-- SELECTED EXCERPT --
Despite the urgent medical attention, family, including Coleman’s rescued mother, believe he will pull through, manager Michael DiSabato said late Tuesday.

The blaze took place around 4 a.m. when Coleman was awoken the barking of the family’s dog, Hammer, which prompted him to pull his father and then his mother out of the burning home, DiSabato said, adding that Coleman’s family said the fire began in the kitchen.

Coleman, 59, went in a third time to rescue Hammer but was unsuccessful, and the dog died, he said.

It wasn’t clear if Coleman collapsed while inside or outside the home, but the manager said the roof collapsed when the first firefighters arrived on-scene. DiSabato said Coleman suffered from the effects of smoke inhalation.

He was rushed to a Toledo hospital via helicopter, DiSabato said. His parents were not seriously injured.

-- EXTRACTED INFORMATION --
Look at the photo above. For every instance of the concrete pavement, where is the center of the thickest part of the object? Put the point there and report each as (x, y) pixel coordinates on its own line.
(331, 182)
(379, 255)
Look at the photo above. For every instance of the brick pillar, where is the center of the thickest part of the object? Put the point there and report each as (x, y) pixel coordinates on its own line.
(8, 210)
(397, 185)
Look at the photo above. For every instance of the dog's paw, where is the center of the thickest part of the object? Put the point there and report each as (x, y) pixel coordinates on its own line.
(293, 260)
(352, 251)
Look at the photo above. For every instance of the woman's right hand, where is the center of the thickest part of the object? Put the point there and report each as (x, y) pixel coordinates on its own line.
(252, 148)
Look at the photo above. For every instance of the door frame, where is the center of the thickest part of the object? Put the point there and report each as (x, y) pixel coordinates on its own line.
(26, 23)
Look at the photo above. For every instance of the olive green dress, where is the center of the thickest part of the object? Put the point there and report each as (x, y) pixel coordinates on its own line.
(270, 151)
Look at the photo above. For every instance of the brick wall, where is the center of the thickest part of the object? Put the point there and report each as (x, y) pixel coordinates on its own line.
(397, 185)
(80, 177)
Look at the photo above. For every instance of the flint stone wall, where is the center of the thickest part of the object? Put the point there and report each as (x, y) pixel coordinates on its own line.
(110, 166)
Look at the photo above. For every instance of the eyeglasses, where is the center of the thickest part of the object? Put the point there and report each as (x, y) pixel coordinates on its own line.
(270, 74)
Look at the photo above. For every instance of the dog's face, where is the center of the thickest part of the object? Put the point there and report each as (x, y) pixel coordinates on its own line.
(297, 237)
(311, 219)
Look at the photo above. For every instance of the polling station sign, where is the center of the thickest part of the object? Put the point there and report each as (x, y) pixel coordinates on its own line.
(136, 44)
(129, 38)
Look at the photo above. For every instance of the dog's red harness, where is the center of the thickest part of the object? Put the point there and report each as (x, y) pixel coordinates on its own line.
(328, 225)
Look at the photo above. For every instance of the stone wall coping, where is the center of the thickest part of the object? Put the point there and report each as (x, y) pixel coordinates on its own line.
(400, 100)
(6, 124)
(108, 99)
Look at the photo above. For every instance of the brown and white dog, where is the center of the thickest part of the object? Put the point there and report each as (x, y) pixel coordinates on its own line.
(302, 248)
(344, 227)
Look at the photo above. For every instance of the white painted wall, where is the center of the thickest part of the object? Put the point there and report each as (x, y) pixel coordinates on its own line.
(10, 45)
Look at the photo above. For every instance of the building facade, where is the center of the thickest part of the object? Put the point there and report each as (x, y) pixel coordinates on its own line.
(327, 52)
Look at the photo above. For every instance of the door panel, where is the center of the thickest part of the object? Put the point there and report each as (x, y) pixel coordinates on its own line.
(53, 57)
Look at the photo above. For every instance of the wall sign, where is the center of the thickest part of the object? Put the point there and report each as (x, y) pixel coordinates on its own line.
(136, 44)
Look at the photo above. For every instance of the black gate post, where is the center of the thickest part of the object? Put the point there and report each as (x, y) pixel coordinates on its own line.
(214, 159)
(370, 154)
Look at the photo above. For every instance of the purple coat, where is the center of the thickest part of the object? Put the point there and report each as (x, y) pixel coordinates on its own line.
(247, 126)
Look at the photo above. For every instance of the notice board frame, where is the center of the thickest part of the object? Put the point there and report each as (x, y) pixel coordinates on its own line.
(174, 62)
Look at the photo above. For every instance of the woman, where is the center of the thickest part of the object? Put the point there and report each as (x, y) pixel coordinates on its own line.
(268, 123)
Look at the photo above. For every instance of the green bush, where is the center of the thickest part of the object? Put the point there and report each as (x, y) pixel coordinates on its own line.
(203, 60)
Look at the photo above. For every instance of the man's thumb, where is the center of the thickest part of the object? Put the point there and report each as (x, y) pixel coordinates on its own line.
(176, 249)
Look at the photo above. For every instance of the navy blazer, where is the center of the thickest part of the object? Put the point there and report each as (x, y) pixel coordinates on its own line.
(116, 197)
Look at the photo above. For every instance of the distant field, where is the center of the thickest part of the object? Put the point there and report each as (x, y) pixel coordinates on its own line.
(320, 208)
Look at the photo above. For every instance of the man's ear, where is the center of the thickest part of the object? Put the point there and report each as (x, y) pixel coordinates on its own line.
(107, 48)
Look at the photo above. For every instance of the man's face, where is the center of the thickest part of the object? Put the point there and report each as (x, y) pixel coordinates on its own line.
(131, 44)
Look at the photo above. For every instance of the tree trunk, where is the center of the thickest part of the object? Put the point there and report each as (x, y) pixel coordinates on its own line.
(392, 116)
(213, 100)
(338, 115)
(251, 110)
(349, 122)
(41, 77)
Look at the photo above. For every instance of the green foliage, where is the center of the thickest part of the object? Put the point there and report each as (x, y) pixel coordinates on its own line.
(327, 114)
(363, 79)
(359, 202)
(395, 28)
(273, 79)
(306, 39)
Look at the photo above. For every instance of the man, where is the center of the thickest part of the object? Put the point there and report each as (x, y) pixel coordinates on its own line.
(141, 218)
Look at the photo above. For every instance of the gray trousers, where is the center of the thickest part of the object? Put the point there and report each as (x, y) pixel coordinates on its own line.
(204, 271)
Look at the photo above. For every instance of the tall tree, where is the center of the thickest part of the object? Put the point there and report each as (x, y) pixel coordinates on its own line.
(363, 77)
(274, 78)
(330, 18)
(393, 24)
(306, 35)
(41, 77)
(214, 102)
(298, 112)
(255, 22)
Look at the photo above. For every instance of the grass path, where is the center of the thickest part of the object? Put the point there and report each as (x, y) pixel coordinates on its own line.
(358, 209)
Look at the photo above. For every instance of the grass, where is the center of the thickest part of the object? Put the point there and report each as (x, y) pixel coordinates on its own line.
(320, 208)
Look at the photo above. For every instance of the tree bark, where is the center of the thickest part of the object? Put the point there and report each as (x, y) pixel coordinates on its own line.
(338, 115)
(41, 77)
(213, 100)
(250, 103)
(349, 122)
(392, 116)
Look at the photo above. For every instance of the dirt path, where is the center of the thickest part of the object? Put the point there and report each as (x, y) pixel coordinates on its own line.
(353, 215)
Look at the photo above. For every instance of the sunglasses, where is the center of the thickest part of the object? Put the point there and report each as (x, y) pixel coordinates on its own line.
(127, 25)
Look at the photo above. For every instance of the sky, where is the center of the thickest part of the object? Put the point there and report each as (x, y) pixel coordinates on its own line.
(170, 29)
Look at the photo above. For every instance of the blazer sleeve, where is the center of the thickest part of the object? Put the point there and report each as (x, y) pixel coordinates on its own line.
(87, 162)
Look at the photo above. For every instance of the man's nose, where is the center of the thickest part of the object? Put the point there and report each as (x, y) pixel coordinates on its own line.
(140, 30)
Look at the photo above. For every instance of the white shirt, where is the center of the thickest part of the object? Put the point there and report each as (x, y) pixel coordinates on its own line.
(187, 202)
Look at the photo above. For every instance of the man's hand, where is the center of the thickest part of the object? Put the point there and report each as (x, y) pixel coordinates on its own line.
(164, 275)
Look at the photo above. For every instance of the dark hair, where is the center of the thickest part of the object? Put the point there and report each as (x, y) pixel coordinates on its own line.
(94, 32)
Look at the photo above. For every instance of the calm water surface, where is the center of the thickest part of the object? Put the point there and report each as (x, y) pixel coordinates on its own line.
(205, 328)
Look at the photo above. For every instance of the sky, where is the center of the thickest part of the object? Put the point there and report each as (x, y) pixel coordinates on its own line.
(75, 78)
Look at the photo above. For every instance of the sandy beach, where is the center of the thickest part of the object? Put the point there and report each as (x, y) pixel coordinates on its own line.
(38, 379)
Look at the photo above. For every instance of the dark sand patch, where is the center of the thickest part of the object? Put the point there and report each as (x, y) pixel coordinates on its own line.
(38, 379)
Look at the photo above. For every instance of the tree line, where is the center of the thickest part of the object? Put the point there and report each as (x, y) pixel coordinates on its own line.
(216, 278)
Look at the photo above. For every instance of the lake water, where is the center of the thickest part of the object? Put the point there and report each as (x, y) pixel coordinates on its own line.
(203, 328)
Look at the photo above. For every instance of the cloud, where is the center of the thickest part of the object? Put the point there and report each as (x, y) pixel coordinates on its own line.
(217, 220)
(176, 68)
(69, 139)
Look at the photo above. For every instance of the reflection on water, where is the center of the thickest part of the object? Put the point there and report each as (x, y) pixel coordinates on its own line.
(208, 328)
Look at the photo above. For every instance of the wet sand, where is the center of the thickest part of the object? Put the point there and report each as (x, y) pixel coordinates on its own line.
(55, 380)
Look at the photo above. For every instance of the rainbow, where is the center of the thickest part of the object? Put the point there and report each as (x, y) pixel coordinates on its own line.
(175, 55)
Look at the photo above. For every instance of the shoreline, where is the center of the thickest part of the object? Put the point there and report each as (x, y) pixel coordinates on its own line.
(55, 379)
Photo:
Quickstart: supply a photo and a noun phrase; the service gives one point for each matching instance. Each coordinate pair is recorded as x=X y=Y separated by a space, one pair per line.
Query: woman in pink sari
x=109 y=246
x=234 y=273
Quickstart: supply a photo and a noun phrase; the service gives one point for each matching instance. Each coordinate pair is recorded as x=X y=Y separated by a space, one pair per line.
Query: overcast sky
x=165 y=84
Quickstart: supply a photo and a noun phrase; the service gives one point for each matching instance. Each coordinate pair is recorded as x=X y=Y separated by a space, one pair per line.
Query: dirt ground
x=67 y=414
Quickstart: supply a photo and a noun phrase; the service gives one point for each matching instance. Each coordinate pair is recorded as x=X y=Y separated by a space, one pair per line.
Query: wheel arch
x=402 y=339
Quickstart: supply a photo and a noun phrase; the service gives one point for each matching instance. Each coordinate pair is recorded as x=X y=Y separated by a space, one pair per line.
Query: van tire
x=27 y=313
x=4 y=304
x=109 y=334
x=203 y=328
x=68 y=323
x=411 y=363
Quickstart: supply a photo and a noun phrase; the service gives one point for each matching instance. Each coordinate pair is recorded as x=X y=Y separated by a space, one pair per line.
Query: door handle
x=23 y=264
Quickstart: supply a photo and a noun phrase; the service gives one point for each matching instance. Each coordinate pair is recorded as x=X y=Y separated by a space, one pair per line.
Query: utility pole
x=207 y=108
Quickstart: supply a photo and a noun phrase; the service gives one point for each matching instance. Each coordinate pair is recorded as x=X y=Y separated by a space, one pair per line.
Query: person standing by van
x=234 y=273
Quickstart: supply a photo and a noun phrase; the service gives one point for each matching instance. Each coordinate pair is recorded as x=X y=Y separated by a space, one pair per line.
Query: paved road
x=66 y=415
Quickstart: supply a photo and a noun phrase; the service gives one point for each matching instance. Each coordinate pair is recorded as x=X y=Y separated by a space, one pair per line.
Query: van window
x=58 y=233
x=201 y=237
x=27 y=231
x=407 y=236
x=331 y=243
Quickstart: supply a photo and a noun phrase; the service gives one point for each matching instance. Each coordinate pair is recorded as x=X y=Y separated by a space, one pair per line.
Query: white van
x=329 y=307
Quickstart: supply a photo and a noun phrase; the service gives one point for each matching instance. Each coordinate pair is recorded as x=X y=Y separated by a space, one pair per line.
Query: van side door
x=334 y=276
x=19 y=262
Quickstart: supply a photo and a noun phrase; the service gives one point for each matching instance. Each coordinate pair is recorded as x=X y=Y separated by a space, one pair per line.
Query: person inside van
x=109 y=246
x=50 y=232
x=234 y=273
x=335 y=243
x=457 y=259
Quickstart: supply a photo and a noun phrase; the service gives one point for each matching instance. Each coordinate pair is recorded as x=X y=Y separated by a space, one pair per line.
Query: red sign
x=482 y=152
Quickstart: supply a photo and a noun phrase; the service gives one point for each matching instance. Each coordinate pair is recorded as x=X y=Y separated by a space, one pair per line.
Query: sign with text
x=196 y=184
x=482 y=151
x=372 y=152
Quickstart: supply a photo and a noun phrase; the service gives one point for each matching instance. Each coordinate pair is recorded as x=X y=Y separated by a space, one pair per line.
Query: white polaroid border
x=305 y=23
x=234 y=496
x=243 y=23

-- TO DO --
A. Extract from the fire report the passage starting at "The blaze took" and ending at "died, he said.", copying it word for word.
B. Answer these questions using the fire report:
(i) What woke Coleman when the blaze started?
(ii) According to Coleman's family, where did the fire begin?
(iii) How was Coleman taken to the Toledo hospital?

-- RESULTS FOR EACH TASK --
A.
The blaze took place around 4 a.m. when Coleman was awoken the barking of the family’s dog, Hammer, which prompted him to pull his father and then his mother out of the burning home, DiSabato said, adding that Coleman’s family said the fire began in the kitchen.

Coleman, 59, went in a third time to rescue Hammer but was unsuccessful, and the dog died, he said.

B.
(i) The barking of the family's dog, Hammer.
(ii) In the kitchen.
(iii) By helicopter.